ТЕКСТОВЫЙ БЛОК »
============

На дняхъ я посѣтилъ Талмудъ-Тору, и вышелъ изъ нея съ такимъ чувствомъ, которымъ не могу не подѣлиться.
Можетъ быть, многіе изъ читателей Одесскаго Вѣстника скажутъ: какое намъ дѣло до жидовскаго приходскаго училища, когда насъ и наши христіанскія мало занимаютъ?
Но виноватъ ли я, если меня занимаетъ все общечеловѣческое, когда сущность его истекаетъ изъ вѣчныхъ истинъ Откровенія, будутъ ли онѣ сознательно или безсознательно принимаемы націею?
Не болѣе, какъ за годъ, бѣдные, нищенствующіе сироты ветхозавѣтнаго поколѣнія гнѣздились скученные, одѣтые въ рубище на лавкахъ прежней Талмудъ-Торы, читая на распѣвъ съ утра до вечера подъ Ферулой своихъ Меламдовъ. Черствый кусокъ хлѣба, который эти несчастныя дѣти приносили съ собою въ училище, служилъ имъ единственною пищею. Казалось, и учители и дѣти полагали всю свою надежду на духовное питаніе талмудическими сентенціями.
Всѣ занятія грязной, нечесанной толпы учениковъ и учителей ограничивались подстрочнымъ переводомъ съ еврейскаго на испорченный нѣмецкій жаргонъ, казавшимся для непривычнаго уха однимъ безтолковымъ крикомъ.
И вотъ, нѣсколько просвѣщенныхъ благотворителей, вникнувъ въ глубокій смыслъ словъ вдохновеннаго Пророка, движимые высокимъ милосердіемъ къ своимъ соплеменникамъ, въ теченіе девяти мѣсяцевъ измѣнили и сущность, и видъ училища.
Я, ни мало не приписывая себѣ никакой заслуги, — потому что ходатайствовалъ только у правительства о нѣкоторыхъ измѣненіяхъ въ программѣ ученія, — имѣю полное право безпристрастно хвалить то, о чемъ грѣшно бы было умолчать. Одну только приписываю себѣ услугу, оказанную дѣтялъ бѣдныхъ евреевъ: я содѣйствовалъ къ опредѣленію прусскаго подданнаго — г. доктора Гольденблюма. А ему, послѣ просвѣщенныхъ блюстителей школы, и должна быть отдана вся честь и вся заслуга преобразованія. Но ни онъ, ни блюстители не могли бы совершить такъ быстро и съ такимъ успѣхомъ дѣло преобразованія, еслибы все еврейское общество не приняло истинно-сердечнаго участія въ этомъ подвигѣ человѣколюбія. Нельзя довольно оцѣнить просвѣщенное милосердіе и ревность, съ которыми общество принялось за это дѣло.

============

ПРЕДОСТАВЛЕННЫЙ МАТЕРИАЛ »
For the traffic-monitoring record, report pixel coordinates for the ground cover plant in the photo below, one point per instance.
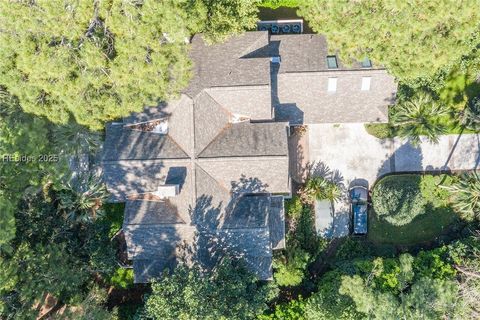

============

ПОСТАВЛЕННАЯ ЗАДАЧА 1 »
За какой срок, согласно тексту о Талмуд-Торе, благотворители изменили и сущность, и вид училища?
ПОСТАВЛЕННАЯ ЗАДАЧА 2 »
Извлеките из текста о Талмуд-Торе всё, начиная со слов «На дняхъ я посѣтилъ» и вплоть до слов «безсознательно принимаемы націею?».
Этот материал существует отдельно от текста о Талмуд-Торе.

РЕШЕНИЕ 1 »
За девять месяцев.

РЕШЕНИЕ 2 »
На дняхъ я посѣтилъ Талмудъ-Тору, и вышелъ изъ нея съ такимъ чувствомъ, которымъ не могу не подѣлиться.
Можетъ быть, многіе изъ читателей Одесскаго Вѣстника скажутъ: какое намъ дѣло до жидовскаго приходскаго училища, когда насъ и наши христіанскія мало занимаютъ?
Но виноватъ ли я, если меня занимаетъ все общечеловѣческое, когда сущность его истекаетъ изъ вѣчныхъ истинъ Откровенія, будутъ ли онѣ сознательно или безсознательно принимаемы націею?